>> Begin The data

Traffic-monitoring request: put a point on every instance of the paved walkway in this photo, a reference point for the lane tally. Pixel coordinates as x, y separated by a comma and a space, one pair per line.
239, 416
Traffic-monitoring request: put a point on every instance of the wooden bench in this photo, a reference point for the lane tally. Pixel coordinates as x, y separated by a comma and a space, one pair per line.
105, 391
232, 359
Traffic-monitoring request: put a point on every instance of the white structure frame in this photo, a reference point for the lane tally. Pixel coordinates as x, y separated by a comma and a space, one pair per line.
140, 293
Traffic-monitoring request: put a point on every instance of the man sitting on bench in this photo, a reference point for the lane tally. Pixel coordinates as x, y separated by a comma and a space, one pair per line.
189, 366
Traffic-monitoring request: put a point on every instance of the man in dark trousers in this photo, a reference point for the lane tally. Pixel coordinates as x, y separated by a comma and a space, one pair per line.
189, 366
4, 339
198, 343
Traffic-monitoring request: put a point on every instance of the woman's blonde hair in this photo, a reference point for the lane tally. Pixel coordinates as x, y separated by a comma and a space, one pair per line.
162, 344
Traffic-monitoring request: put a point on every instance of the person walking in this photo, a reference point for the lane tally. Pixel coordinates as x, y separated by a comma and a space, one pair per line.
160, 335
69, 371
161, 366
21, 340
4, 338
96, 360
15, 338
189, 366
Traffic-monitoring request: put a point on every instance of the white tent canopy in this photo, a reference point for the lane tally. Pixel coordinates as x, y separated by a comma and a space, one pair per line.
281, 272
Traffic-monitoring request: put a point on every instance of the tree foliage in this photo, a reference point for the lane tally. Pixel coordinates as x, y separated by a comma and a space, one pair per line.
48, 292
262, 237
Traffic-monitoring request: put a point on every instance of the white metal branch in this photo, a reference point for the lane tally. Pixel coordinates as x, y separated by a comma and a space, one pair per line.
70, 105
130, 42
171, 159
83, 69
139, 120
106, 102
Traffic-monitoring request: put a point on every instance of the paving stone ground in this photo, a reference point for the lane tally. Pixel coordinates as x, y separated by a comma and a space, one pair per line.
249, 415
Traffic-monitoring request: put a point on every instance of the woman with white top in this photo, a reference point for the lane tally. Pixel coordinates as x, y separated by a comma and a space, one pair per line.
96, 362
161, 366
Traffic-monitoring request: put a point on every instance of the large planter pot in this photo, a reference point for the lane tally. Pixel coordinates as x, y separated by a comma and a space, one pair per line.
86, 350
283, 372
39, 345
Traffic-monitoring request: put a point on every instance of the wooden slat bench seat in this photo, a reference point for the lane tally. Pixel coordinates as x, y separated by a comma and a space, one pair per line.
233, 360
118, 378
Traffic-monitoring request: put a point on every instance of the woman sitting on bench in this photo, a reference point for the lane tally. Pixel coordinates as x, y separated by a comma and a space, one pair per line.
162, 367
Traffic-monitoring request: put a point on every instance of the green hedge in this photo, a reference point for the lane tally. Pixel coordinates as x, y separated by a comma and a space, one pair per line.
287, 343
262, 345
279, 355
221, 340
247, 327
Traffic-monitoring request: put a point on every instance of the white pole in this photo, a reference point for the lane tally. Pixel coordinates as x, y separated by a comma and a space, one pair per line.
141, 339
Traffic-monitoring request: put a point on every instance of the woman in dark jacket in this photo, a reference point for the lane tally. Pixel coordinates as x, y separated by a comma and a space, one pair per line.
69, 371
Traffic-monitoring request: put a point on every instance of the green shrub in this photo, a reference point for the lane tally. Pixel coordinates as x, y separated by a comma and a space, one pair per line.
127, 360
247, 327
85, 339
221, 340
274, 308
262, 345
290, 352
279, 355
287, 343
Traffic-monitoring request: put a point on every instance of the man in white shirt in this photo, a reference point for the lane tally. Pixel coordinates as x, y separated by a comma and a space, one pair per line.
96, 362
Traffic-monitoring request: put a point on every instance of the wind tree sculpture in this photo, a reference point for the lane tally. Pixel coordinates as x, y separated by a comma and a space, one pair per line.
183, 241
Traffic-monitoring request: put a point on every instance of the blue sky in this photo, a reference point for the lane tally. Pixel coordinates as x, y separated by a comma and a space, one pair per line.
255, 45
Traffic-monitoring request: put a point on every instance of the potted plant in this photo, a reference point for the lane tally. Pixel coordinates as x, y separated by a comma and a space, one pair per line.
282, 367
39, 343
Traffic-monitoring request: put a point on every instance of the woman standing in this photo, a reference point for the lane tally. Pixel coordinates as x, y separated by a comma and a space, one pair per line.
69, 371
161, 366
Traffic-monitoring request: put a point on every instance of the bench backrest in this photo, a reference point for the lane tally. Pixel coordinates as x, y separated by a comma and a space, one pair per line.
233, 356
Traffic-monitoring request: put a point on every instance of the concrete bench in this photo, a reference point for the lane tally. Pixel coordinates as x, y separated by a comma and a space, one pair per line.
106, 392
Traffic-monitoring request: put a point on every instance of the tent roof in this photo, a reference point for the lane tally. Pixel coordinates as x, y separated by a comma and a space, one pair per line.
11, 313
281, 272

>> End The data

■ Description of the task: Reproduce the listing above verbatim, from its first line through its last, omitting nothing.

■ Output for this exercise:
Traffic-monitoring request: put a point on every instance of the paved walkway in this photo, a reference point for the lane tally. Pixel coordinates as x, y separated by a comma and a space, one pair per line.
239, 416
Traffic-monitoring request: put a point on every instance of the wooden bench in this photo, a reference point for the lane tally. Pixel coordinates as x, y separated by a comma and a space, one pair per line.
105, 391
232, 359
Traffic-monitoring request: put a point on every instance of the white structure frame in this photo, a reference point for the lane tally. Pixel coordinates as x, y separated by a comma and a space, one pair per line.
140, 293
Traffic-monitoring request: put a point on every instance of the man sitting on bench in this photo, a reference point for the lane tally. Pixel coordinates as x, y separated by a comma and a space, one pair per line.
189, 366
Traffic-monitoring request: put a point on every instance of the man in dark trousers in this photo, a reference point for the lane tally. Pixel coordinates as x, y separated by a comma and a space, one pair per line.
189, 366
4, 339
198, 343
Traffic-monitoring request: put a point on every instance of the woman's blonde hair in this photo, a reference point for the lane tally. Pixel coordinates as x, y separated by a comma and a space, one pair per line.
162, 344
Traffic-monitoring request: put a point on every instance of the person walking in this photo, a reference point for the lane tally. Pixel coordinates as x, y separated by a comma and a space, one pair per line.
160, 335
69, 371
161, 366
21, 340
4, 338
96, 360
15, 338
189, 366
Traffic-monitoring request: put a point on every instance of the white tent canopy in this photo, a reference point for the lane tally. Pixel coordinates as x, y separated by a comma and a space, one pair per line.
281, 272
Traffic-monitoring request: put a point on every instance of the tree foliage in this photo, a reference point for the lane tally. Pixel coordinates as x, y separated by a comma and a space, one pair per line.
48, 292
262, 237
Traffic-monitoring request: put a point on every instance of the white metal branch in this photo, a reference point for the lane tally. Pixel coordinates as x, y separated by a comma and a space, one pair per line.
70, 105
130, 42
171, 159
83, 69
139, 120
106, 102
Traffic-monitoring request: put a point on every instance of the paving stone ground in this photo, a reference point for the lane tally. Pixel coordinates as x, y separated by a comma and a space, one pair per line.
249, 415
Traffic-monitoring request: put a point on every instance of the woman with white top in this photo, a reference point for the lane tally. Pixel coordinates as x, y separated by a comma and a space, one pair per line.
96, 362
161, 366
Traffic-monitoring request: put a point on every instance of the large planter pot in this photo, a reference point for the lane tally. Pixel coordinates as x, y separated by a comma and a space, one pair per line.
86, 350
283, 372
39, 345
Traffic-monitoring request: put a point on every instance of the wooden slat bench seat in this photo, a reference point for the lane tally. Pixel coordinates as x, y separated by a comma and a space, one pair per line.
233, 360
118, 378
Traffic-monitoring request: put a point on every instance of the woman sitting on bench in this photo, a reference point for the lane tally. Pixel coordinates as x, y separated by a comma and a space, one pair per line.
162, 367
Traffic-monitoring request: put a point on every instance of the green hedge in this photo, a reference point for the lane tally. Pixel coordinates as x, y separated by a comma and a space, one pair per line.
287, 343
262, 345
279, 355
221, 340
247, 327
Traffic-monitoring request: put a point on every instance of the white pole in this photo, a reference point for the lane tally. Pixel coordinates as x, y separated by a comma and a space, one pair per line.
141, 339
Traffic-monitoring request: put a point on every instance of the woman in dark jacket in this photo, a reference point for the lane tally. Pixel coordinates as x, y separated by a comma and a space, one pair per line.
69, 371
Traffic-monitoring request: put a point on every instance of the green shrub in this photo, a reference point for the lane tally. Pixel coordinates as x, y separated by a comma and a space, one pair per line.
127, 360
247, 327
85, 339
221, 340
274, 308
262, 345
290, 352
279, 355
287, 343
Traffic-monitoring request: put a point on every instance of the man in white shirt in this photo, a reference point for the lane tally. Pixel coordinates as x, y separated by a comma and a space, one pair per line.
96, 362
Traffic-monitoring request: put a point on every instance of the wind tree sculpture in this photo, a reference point for the lane tally. Pixel coordinates as x, y separated by a comma and a space, one pair per line.
183, 241
Traffic-monitoring request: put a point on every instance of the blue sky in this photo, a reference point for the lane tally. Pixel coordinates as x, y separated by a comma and a space, one pair per line.
255, 45
Traffic-monitoring request: put a point on every instance of the potted plant in this photo, a reference point for the lane tally. Pixel coordinates as x, y separated by a comma and a space, one pair per line.
282, 367
39, 343
Traffic-monitoring request: put a point on every instance of the woman standing in this photo, a reference point for the lane tally. Pixel coordinates as x, y separated by a comma and a space, one pair per line.
69, 371
161, 366
Traffic-monitoring request: put a point on every instance of the bench backrest in this photo, a reference point for the lane tally. Pixel coordinates as x, y separated by a comma and a space, one pair per line.
233, 356
Traffic-monitoring request: put a point on every instance of the concrete bench in this photo, a reference point for the lane tally. Pixel coordinates as x, y separated by a comma and a space, one pair per line.
106, 392
Traffic-monitoring request: put a point on every instance of the tent roof in this photo, a reference point for the lane tally. Pixel coordinates as x, y separated by a comma and a space, one pair per line.
11, 313
281, 272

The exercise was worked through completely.